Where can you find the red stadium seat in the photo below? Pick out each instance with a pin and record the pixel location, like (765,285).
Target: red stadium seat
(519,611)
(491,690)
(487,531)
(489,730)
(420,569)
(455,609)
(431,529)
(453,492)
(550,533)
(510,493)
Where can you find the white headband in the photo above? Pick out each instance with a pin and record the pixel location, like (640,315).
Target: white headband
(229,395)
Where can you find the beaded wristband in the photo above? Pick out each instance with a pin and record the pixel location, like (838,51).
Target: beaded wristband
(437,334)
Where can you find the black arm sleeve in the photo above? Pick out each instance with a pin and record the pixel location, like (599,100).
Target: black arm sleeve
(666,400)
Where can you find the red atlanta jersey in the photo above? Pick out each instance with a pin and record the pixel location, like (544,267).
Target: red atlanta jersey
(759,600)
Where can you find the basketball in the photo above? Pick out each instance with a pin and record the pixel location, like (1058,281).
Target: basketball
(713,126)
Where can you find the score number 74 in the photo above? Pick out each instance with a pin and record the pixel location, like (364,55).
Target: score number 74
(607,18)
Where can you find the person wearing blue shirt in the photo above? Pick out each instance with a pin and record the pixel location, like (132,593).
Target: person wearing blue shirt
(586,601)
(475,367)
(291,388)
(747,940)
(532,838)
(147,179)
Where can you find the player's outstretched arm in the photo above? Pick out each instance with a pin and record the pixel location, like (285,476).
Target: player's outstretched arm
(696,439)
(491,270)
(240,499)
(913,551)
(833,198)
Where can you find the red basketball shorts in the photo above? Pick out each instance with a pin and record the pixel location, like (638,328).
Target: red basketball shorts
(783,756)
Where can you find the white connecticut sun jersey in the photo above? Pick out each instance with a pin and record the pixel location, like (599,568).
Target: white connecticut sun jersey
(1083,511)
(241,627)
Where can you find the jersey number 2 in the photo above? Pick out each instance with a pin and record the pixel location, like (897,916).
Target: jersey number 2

————

» **YOUR GOAL**:
From the entries above, extract only the lines running from the one containing "Target: red stadium seat" through the one containing "Where can you find the beaded", inclusive.

» **OUTPUT OF THE TASK**:
Target: red stadium seat
(519,611)
(491,690)
(487,531)
(489,730)
(420,569)
(455,609)
(431,529)
(453,492)
(550,533)
(510,493)
Where can you find the white headband in the photo above? Pick out each instance with a pin and record the pixel location, like (640,315).
Target: white headband
(229,395)
Where can you find the beaded wristband in the photo above? Pick out each instance with a pin and record the pixel location, like (838,51).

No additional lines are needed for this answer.